───── RECORDS FOR PROCESSING ─────
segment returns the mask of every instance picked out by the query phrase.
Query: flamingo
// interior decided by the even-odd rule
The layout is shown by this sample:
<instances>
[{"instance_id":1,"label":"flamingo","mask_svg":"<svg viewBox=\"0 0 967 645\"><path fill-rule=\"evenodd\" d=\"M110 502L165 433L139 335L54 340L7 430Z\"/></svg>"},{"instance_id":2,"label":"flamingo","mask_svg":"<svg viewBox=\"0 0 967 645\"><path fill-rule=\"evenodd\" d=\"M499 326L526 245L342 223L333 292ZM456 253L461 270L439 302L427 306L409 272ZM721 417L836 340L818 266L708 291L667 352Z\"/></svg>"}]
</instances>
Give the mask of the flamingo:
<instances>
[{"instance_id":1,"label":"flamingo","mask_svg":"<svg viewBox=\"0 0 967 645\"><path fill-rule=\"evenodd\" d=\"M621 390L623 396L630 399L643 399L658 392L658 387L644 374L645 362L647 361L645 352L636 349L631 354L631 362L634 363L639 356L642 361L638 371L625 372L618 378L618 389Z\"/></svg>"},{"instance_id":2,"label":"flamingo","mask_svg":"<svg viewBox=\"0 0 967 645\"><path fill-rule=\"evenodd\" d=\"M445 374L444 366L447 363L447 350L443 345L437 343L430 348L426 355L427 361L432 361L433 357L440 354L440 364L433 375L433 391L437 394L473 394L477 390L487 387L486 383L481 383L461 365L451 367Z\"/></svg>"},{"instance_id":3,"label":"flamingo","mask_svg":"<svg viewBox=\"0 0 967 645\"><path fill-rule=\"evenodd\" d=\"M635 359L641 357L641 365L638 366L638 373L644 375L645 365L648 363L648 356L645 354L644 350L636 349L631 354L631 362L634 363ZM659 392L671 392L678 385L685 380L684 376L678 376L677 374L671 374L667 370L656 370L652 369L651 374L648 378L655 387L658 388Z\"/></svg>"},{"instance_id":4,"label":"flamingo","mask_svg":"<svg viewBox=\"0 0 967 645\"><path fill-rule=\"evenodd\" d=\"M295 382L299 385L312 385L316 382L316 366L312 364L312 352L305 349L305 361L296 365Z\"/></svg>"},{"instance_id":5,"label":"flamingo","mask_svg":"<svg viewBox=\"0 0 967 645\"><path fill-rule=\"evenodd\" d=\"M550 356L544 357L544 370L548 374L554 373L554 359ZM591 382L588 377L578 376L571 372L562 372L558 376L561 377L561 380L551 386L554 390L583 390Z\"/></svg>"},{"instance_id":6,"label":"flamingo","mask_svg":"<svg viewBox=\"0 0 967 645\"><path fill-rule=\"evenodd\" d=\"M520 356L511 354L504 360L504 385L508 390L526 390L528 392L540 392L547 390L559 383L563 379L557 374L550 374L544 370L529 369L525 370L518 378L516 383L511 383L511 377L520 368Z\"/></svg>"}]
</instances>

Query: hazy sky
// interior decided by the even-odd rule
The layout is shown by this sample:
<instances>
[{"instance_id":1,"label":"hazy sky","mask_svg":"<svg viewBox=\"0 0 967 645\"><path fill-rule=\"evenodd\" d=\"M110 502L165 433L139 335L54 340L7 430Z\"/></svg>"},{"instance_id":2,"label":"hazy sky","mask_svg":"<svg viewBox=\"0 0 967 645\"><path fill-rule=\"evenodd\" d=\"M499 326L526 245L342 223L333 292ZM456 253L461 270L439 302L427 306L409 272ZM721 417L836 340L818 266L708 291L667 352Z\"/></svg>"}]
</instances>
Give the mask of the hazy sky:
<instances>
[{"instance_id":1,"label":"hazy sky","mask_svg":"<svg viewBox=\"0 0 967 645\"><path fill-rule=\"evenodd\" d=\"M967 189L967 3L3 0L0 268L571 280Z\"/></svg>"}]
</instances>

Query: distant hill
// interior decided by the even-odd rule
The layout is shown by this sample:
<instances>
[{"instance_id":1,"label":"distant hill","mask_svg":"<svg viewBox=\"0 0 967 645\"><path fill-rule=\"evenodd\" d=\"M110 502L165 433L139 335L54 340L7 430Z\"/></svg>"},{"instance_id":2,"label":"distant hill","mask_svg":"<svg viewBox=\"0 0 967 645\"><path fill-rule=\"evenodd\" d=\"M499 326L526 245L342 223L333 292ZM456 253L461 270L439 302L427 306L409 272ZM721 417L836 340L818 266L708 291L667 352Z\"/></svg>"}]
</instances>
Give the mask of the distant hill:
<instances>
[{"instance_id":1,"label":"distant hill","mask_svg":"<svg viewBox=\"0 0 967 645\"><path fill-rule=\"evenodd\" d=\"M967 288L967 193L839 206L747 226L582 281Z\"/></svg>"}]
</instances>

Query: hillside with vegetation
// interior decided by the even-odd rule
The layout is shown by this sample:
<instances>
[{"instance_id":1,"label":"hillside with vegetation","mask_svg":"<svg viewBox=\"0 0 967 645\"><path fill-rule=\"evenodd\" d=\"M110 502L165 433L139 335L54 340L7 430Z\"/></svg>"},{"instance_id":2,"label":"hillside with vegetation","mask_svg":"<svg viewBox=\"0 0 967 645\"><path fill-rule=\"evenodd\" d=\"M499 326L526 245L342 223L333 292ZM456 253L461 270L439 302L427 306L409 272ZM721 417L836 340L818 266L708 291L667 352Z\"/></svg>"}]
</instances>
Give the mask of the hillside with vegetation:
─────
Turn all the rows above into a JSON list of strings, one string per line, with blank lines left out.

[
  "segment returns the mask of every instance picked out by the query phrase.",
  "Query: flamingo",
  "// interior decided by the even-odd rule",
  "The layout is shown by this sample:",
  "<instances>",
  "[{\"instance_id\":1,\"label\":\"flamingo\",\"mask_svg\":\"<svg viewBox=\\\"0 0 967 645\\\"><path fill-rule=\\\"evenodd\\\" d=\\\"M110 502L165 433L139 335L54 340L7 430Z\\\"/></svg>\"},{\"instance_id\":2,\"label\":\"flamingo\",\"mask_svg\":\"<svg viewBox=\\\"0 0 967 645\\\"><path fill-rule=\\\"evenodd\\\" d=\\\"M499 326L526 245L342 223L333 292ZM456 253L461 270L439 302L427 306L409 272ZM721 417L836 340L818 266L708 291L667 352Z\\\"/></svg>\"}]",
  "</instances>",
  "Give the mask of the flamingo:",
  "<instances>",
  "[{\"instance_id\":1,\"label\":\"flamingo\",\"mask_svg\":\"<svg viewBox=\\\"0 0 967 645\\\"><path fill-rule=\\\"evenodd\\\" d=\\\"M621 390L623 396L630 399L643 399L658 392L658 387L644 374L645 362L647 361L645 352L636 349L631 354L631 362L634 363L639 356L642 361L638 371L625 372L618 378L618 389Z\\\"/></svg>\"},{\"instance_id\":2,\"label\":\"flamingo\",\"mask_svg\":\"<svg viewBox=\\\"0 0 967 645\\\"><path fill-rule=\\\"evenodd\\\" d=\\\"M445 374L444 366L447 363L447 350L443 345L437 343L430 348L426 355L427 361L432 361L433 357L440 354L440 364L433 375L433 391L437 394L473 394L477 390L487 387L486 383L481 383L461 365L451 367Z\\\"/></svg>\"},{\"instance_id\":3,\"label\":\"flamingo\",\"mask_svg\":\"<svg viewBox=\\\"0 0 967 645\\\"><path fill-rule=\\\"evenodd\\\" d=\\\"M635 359L641 357L641 365L638 366L638 373L644 375L645 365L648 363L648 356L645 354L644 350L636 349L631 354L631 362L634 363ZM659 392L671 392L678 385L685 380L684 376L678 376L677 374L671 374L667 370L656 370L652 369L651 374L648 378L655 387L658 388Z\\\"/></svg>\"},{\"instance_id\":4,\"label\":\"flamingo\",\"mask_svg\":\"<svg viewBox=\\\"0 0 967 645\\\"><path fill-rule=\\\"evenodd\\\" d=\\\"M295 382L299 385L312 385L316 382L316 366L312 364L312 352L305 349L305 361L296 365Z\\\"/></svg>\"},{\"instance_id\":5,\"label\":\"flamingo\",\"mask_svg\":\"<svg viewBox=\\\"0 0 967 645\\\"><path fill-rule=\\\"evenodd\\\" d=\\\"M550 356L544 357L544 370L548 374L554 373L554 359ZM591 382L588 377L578 376L571 372L562 372L558 376L561 377L561 380L551 386L554 390L583 390Z\\\"/></svg>\"},{\"instance_id\":6,\"label\":\"flamingo\",\"mask_svg\":\"<svg viewBox=\\\"0 0 967 645\\\"><path fill-rule=\\\"evenodd\\\" d=\\\"M520 356L511 354L504 360L504 385L508 390L526 390L528 392L540 392L547 390L559 383L563 379L557 374L550 374L544 370L529 369L525 370L518 378L516 383L511 383L511 377L520 368Z\\\"/></svg>\"}]",
  "</instances>",
  "Query: hazy sky",
  "// interior decided by the even-odd rule",
  "The layout is shown by this sample:",
  "<instances>",
  "[{\"instance_id\":1,\"label\":\"hazy sky\",\"mask_svg\":\"<svg viewBox=\\\"0 0 967 645\\\"><path fill-rule=\\\"evenodd\\\" d=\\\"M110 502L165 433L139 335L54 340L7 430Z\\\"/></svg>\"},{\"instance_id\":2,\"label\":\"hazy sky\",\"mask_svg\":\"<svg viewBox=\\\"0 0 967 645\\\"><path fill-rule=\\\"evenodd\\\" d=\\\"M499 326L526 245L342 223L333 292ZM456 253L461 270L439 302L427 306L409 272ZM721 417L836 340L818 266L708 291L667 352Z\\\"/></svg>\"}]",
  "</instances>",
  "Give the mask of the hazy sky:",
  "<instances>",
  "[{\"instance_id\":1,\"label\":\"hazy sky\",\"mask_svg\":\"<svg viewBox=\\\"0 0 967 645\\\"><path fill-rule=\\\"evenodd\\\" d=\\\"M967 189L967 3L3 0L0 268L571 280Z\\\"/></svg>\"}]",
  "</instances>",
  "Query: distant hill",
  "// interior decided by the even-odd rule",
  "The layout is shown by this sample:",
  "<instances>",
  "[{\"instance_id\":1,\"label\":\"distant hill\",\"mask_svg\":\"<svg viewBox=\\\"0 0 967 645\\\"><path fill-rule=\\\"evenodd\\\" d=\\\"M110 502L165 433L139 335L54 340L7 430Z\\\"/></svg>\"},{\"instance_id\":2,\"label\":\"distant hill\",\"mask_svg\":\"<svg viewBox=\\\"0 0 967 645\\\"><path fill-rule=\\\"evenodd\\\" d=\\\"M499 326L526 245L342 223L333 292ZM456 253L461 270L439 302L427 306L409 272ZM721 417L836 340L818 266L708 291L667 352Z\\\"/></svg>\"}]",
  "</instances>",
  "Give the mask of the distant hill:",
  "<instances>",
  "[{\"instance_id\":1,\"label\":\"distant hill\",\"mask_svg\":\"<svg viewBox=\\\"0 0 967 645\\\"><path fill-rule=\\\"evenodd\\\" d=\\\"M967 288L967 193L839 206L747 226L582 281Z\\\"/></svg>\"}]",
  "</instances>",
  "Query: hillside with vegetation",
  "// interior decided by the even-odd rule",
  "The layout is shown by this sample:",
  "<instances>",
  "[{\"instance_id\":1,\"label\":\"hillside with vegetation\",\"mask_svg\":\"<svg viewBox=\\\"0 0 967 645\\\"><path fill-rule=\\\"evenodd\\\" d=\\\"M110 502L165 433L139 335L54 340L7 430Z\\\"/></svg>\"},{\"instance_id\":2,\"label\":\"hillside with vegetation\",\"mask_svg\":\"<svg viewBox=\\\"0 0 967 645\\\"><path fill-rule=\\\"evenodd\\\" d=\\\"M499 326L526 245L342 223L333 292ZM456 253L461 270L439 302L427 306L409 272ZM721 417L836 340L818 266L708 291L667 352Z\\\"/></svg>\"}]",
  "</instances>",
  "Give the mask of the hillside with vegetation:"
]